- **Directive**: Reproduce only the lines of the material from the one holding "target = wheel hubcap" through the end, inclusive, with the requests kept as they are. Shift every bounding-box coordinate in the answers by -59.

- **Input for this task**:

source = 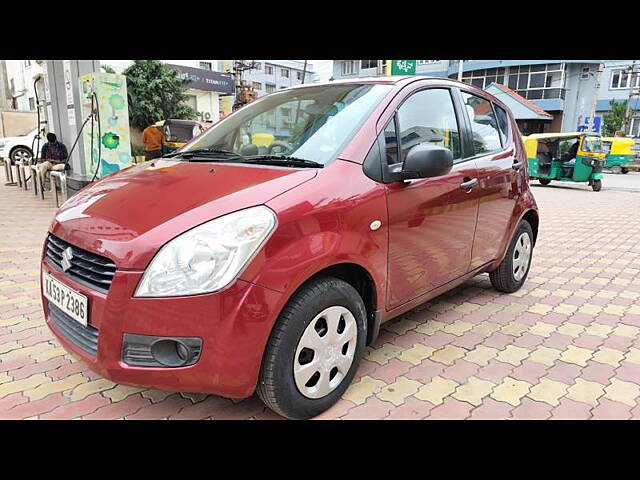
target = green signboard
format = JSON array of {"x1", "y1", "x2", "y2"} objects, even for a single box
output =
[{"x1": 391, "y1": 60, "x2": 418, "y2": 75}]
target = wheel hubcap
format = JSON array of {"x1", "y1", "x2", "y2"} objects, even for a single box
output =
[
  {"x1": 293, "y1": 306, "x2": 358, "y2": 398},
  {"x1": 512, "y1": 232, "x2": 531, "y2": 282}
]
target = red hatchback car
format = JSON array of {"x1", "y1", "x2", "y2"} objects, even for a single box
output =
[{"x1": 41, "y1": 77, "x2": 538, "y2": 418}]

- **Response below**:
target = wheel hubcap
format = JSON array of {"x1", "y1", "x2", "y2"} objects, even for a single box
output =
[
  {"x1": 234, "y1": 247, "x2": 299, "y2": 339},
  {"x1": 453, "y1": 173, "x2": 472, "y2": 223}
]
target = red hatchback car
format = JSON array of {"x1", "y1", "x2", "y2"} objects, even for a single box
output =
[{"x1": -18, "y1": 18, "x2": 479, "y2": 359}]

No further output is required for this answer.